• YOUR TASK
Count the lines in the entries below that contain the string "tent". Give only the number.

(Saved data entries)
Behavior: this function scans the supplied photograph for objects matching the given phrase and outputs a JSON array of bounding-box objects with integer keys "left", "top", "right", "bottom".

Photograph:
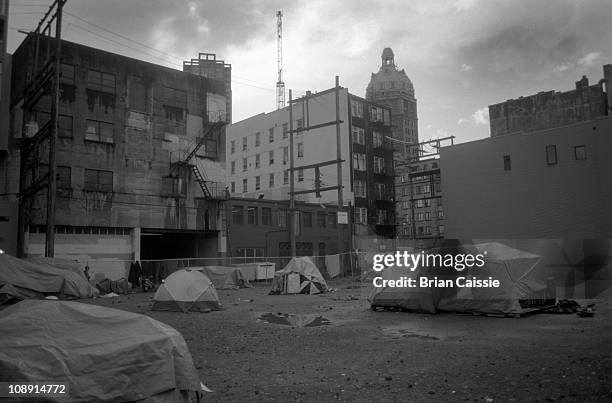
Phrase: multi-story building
[
  {"left": 4, "top": 35, "right": 227, "bottom": 277},
  {"left": 226, "top": 88, "right": 394, "bottom": 241},
  {"left": 0, "top": 0, "right": 17, "bottom": 254},
  {"left": 396, "top": 158, "right": 444, "bottom": 240},
  {"left": 489, "top": 64, "right": 612, "bottom": 137},
  {"left": 439, "top": 116, "right": 612, "bottom": 239},
  {"left": 183, "top": 53, "right": 232, "bottom": 123},
  {"left": 228, "top": 198, "right": 349, "bottom": 267},
  {"left": 366, "top": 48, "right": 424, "bottom": 237}
]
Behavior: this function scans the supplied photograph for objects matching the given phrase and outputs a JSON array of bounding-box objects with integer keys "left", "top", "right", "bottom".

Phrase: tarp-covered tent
[
  {"left": 369, "top": 242, "right": 546, "bottom": 314},
  {"left": 0, "top": 300, "right": 206, "bottom": 403},
  {"left": 0, "top": 253, "right": 94, "bottom": 299},
  {"left": 190, "top": 266, "right": 251, "bottom": 290},
  {"left": 270, "top": 256, "right": 327, "bottom": 294},
  {"left": 151, "top": 269, "right": 221, "bottom": 312}
]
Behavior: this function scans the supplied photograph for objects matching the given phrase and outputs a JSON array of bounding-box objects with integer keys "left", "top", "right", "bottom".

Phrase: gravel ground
[{"left": 88, "top": 283, "right": 612, "bottom": 402}]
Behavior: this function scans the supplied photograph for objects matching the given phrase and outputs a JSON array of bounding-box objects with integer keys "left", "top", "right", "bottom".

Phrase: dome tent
[
  {"left": 151, "top": 269, "right": 221, "bottom": 312},
  {"left": 270, "top": 256, "right": 327, "bottom": 294},
  {"left": 0, "top": 300, "right": 202, "bottom": 403}
]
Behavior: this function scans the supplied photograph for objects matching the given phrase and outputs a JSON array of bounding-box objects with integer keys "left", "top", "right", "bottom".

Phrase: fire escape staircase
[{"left": 173, "top": 121, "right": 226, "bottom": 200}]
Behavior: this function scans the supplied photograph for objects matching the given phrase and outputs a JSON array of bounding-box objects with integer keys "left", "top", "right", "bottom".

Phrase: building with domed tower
[{"left": 366, "top": 48, "right": 444, "bottom": 243}]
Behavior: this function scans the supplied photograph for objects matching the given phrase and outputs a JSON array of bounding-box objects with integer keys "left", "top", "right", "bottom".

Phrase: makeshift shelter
[
  {"left": 190, "top": 266, "right": 251, "bottom": 290},
  {"left": 0, "top": 253, "right": 94, "bottom": 300},
  {"left": 369, "top": 242, "right": 546, "bottom": 314},
  {"left": 151, "top": 269, "right": 221, "bottom": 312},
  {"left": 0, "top": 300, "right": 202, "bottom": 403},
  {"left": 270, "top": 256, "right": 327, "bottom": 294}
]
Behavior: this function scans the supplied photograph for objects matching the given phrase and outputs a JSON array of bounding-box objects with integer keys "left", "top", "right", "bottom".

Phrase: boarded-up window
[{"left": 83, "top": 169, "right": 113, "bottom": 192}]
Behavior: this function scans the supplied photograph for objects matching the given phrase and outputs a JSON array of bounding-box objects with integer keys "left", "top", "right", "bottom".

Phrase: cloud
[
  {"left": 578, "top": 52, "right": 601, "bottom": 66},
  {"left": 472, "top": 106, "right": 489, "bottom": 126}
]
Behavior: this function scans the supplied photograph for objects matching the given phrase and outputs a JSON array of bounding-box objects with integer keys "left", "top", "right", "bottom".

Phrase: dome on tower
[{"left": 366, "top": 48, "right": 414, "bottom": 100}]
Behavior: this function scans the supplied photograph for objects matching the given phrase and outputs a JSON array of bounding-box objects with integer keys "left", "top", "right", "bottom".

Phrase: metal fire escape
[{"left": 171, "top": 121, "right": 227, "bottom": 200}]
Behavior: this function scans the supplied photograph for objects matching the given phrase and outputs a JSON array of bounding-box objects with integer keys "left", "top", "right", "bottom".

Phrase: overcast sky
[{"left": 8, "top": 0, "right": 612, "bottom": 142}]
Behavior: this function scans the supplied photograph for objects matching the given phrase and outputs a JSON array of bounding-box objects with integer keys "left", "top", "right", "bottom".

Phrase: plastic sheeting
[
  {"left": 0, "top": 300, "right": 200, "bottom": 402},
  {"left": 0, "top": 253, "right": 94, "bottom": 298}
]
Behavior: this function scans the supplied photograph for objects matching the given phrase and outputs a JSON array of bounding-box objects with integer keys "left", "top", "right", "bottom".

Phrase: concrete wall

• COMPLETE ANSWER
2